### Task to carry out
Please retype each record exactly as it stands below.

### Material provided
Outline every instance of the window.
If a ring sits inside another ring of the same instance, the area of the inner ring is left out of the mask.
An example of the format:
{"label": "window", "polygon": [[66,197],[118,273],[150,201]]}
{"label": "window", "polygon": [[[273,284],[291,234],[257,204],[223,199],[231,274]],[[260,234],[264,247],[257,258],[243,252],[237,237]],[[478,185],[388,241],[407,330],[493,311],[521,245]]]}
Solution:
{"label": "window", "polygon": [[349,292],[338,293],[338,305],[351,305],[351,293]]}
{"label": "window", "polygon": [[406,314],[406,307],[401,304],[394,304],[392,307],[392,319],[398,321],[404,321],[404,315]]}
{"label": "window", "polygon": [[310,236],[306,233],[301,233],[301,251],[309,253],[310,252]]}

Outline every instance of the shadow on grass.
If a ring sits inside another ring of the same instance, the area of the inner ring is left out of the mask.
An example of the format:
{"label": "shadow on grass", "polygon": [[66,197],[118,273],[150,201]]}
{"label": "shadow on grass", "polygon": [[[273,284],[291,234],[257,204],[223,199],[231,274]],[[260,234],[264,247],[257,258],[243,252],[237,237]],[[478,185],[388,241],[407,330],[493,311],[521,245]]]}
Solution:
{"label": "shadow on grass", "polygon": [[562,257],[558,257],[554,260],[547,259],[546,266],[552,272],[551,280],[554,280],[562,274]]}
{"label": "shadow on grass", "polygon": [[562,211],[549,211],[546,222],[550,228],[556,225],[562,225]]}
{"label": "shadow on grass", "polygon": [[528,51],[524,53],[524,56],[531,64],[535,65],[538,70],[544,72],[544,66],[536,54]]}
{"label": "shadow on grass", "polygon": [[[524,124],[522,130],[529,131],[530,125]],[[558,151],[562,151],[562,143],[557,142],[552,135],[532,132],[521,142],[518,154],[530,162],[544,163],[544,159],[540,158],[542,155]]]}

### Answer section
Outline every instance of the window.
If a ring sits inside another ring of the same instance, the area of the inner ring is left out of the mask.
An example of the format:
{"label": "window", "polygon": [[66,197],[118,273],[150,201]]}
{"label": "window", "polygon": [[[273,284],[291,234],[257,204],[223,199],[231,274]],[[260,234],[264,247],[257,258],[243,252],[237,237]],[[478,185],[388,241],[407,330],[493,311],[521,245]]]}
Solution:
{"label": "window", "polygon": [[349,292],[338,293],[338,305],[351,305],[351,293]]}
{"label": "window", "polygon": [[406,314],[406,307],[401,304],[394,304],[392,307],[392,319],[398,321],[404,321],[404,315]]}
{"label": "window", "polygon": [[310,236],[306,233],[301,233],[301,251],[309,253],[310,252]]}

Outline every instance of the shadow on grass.
If a ring sits inside another ring of the same instance, the area of the inner ring is left out of the mask.
An example of the format:
{"label": "shadow on grass", "polygon": [[66,197],[118,273],[150,201]]}
{"label": "shadow on grass", "polygon": [[[273,284],[291,234],[257,204],[223,199],[231,274]],[[260,234],[264,247],[257,258],[243,252],[237,237]],[[478,185],[388,241],[407,330],[493,311],[521,245]]]}
Solution:
{"label": "shadow on grass", "polygon": [[562,257],[558,257],[554,260],[547,259],[546,266],[552,272],[551,280],[554,280],[562,274]]}
{"label": "shadow on grass", "polygon": [[562,211],[549,211],[546,222],[550,228],[556,225],[562,225]]}
{"label": "shadow on grass", "polygon": [[528,51],[524,53],[524,56],[531,64],[535,65],[538,70],[544,72],[544,66],[536,54]]}
{"label": "shadow on grass", "polygon": [[[524,124],[522,130],[529,131],[530,125]],[[558,151],[562,151],[562,143],[557,142],[552,135],[532,132],[521,142],[518,154],[530,162],[544,163],[544,159],[540,158],[542,155]]]}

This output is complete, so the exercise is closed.